Goal of the exercise: Update the lines below by changing every "point_to" to "mark_points", and give them again with nothing else altered.

Supplied entries:
START

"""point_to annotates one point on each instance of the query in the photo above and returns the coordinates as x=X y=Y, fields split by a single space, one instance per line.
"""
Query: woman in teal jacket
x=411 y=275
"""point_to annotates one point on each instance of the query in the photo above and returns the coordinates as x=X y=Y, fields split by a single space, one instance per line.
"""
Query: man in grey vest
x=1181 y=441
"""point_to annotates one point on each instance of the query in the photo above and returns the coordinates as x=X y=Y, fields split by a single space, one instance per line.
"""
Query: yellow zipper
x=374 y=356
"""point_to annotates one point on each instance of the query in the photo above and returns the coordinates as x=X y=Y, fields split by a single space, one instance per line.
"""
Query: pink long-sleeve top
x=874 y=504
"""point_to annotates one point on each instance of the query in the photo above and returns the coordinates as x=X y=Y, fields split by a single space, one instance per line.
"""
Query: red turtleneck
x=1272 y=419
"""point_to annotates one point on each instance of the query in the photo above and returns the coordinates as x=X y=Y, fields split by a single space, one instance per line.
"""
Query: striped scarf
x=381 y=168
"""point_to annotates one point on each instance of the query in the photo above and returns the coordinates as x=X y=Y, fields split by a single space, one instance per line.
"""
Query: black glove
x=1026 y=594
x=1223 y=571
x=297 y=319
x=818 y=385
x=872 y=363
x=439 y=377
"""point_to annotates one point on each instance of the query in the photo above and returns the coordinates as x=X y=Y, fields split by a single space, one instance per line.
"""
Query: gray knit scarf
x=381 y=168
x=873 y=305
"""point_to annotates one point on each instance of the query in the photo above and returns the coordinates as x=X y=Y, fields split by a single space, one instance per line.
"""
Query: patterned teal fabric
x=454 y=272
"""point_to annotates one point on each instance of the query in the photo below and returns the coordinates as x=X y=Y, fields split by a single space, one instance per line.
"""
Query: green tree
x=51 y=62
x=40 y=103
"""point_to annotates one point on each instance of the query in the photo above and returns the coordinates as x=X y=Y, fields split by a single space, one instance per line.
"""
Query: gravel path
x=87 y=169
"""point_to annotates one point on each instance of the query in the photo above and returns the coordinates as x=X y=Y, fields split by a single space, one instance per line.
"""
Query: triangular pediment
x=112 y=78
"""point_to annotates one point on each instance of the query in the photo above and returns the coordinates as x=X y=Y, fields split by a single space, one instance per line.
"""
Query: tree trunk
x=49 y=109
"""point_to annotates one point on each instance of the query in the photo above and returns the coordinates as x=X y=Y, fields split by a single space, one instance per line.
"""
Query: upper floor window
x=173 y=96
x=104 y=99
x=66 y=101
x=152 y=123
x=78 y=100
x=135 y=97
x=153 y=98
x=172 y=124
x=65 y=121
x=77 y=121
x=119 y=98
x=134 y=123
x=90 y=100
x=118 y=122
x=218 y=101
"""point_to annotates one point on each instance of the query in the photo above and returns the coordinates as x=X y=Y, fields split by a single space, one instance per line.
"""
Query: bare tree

END

Solved exercise:
"""mark_points annotates one point on each instance of the query in the photo above and returns the coordinates as x=X y=Y, fields split by a single space, one instance per line.
"""
Query: woman in teal jacket
x=411 y=275
"""mark_points annotates one point on each instance of the query in the photo above and returns the coordinates as x=X y=Y, fields split by a single space, one instance per line.
"""
Query: man in grey vest
x=1181 y=441
"""mark_points annotates one point on each instance of the query in the photo above and returns the coordinates as x=X y=Y, fields split by a single space, one instance per line.
"""
Query: yellow zipper
x=374 y=356
"""mark_points annotates one point on each instance of the query in the photo above and returns the coordinates as x=X y=Y, fields split by a single space, one instance per line.
"""
Query: pink long-sleeve top
x=874 y=504
"""mark_points annotates one point on each instance of the query in the photo above and returns the coordinates as x=X y=Y, fields split by a single space, one instance per line.
"""
Query: red turtleneck
x=1272 y=419
"""mark_points annotates one point on each instance of the query in the photo above and returns the coordinates as x=X y=Y, fields split by a single space, one instance per line.
"""
Query: striped scarf
x=381 y=168
"""mark_points annotates one point on each instance of the query in the photo above and returns the coordinates as x=X y=Y, fields split by a single space, one instance per line.
"""
Query: black glove
x=1026 y=594
x=1223 y=571
x=297 y=319
x=818 y=385
x=872 y=363
x=439 y=377
"""mark_points annotates one point on each instance of the query in the photo above and returns the coordinates as x=X y=Y, fields split by a single space, one instance per line.
"""
Query: gray knit scarf
x=381 y=168
x=873 y=305
"""mark_points annotates one point on each instance of the query in the photo above and returns the coordinates as x=X y=Y, fields split by a single space, one instance per line.
"""
Query: patterned teal fabric
x=454 y=272
"""mark_points annotates one point on each instance of the query in the photo below and returns the coordinates as x=X y=Y, fields split by a single space, one instance per line.
"""
Query: green tree
x=51 y=62
x=40 y=103
"""mark_points annotates one point on each instance of the query in the photo above and returns the coordinates as x=X y=Y, fields split by a single space, one instance per line.
"""
Query: gravel path
x=87 y=169
"""mark_points annotates one point on each instance of the query in the photo above and returns the coordinates as x=X y=Y, fields split by a single space, one instance per line.
"""
Query: triangular pediment
x=112 y=78
"""mark_points annotates one point on each instance of the query in the photo above and returns the coordinates as x=X y=Y, fields split by a single space, one instance per line.
"""
Query: tree trunk
x=49 y=109
"""mark_points annotates one point on each instance of the query in the photo above and returns the coordinates as x=X y=Y, fields split by a single space, one instance per line.
"""
Query: upper floor window
x=173 y=96
x=104 y=99
x=66 y=101
x=152 y=123
x=78 y=100
x=135 y=97
x=153 y=98
x=172 y=124
x=65 y=121
x=77 y=121
x=119 y=98
x=134 y=123
x=90 y=100
x=118 y=122
x=218 y=101
"""mark_points annotates one point on each instance of the query in the photo above and returns the coordinates as x=X y=Y, fields split by a single space, one instance per line.
"""
Query: bare tree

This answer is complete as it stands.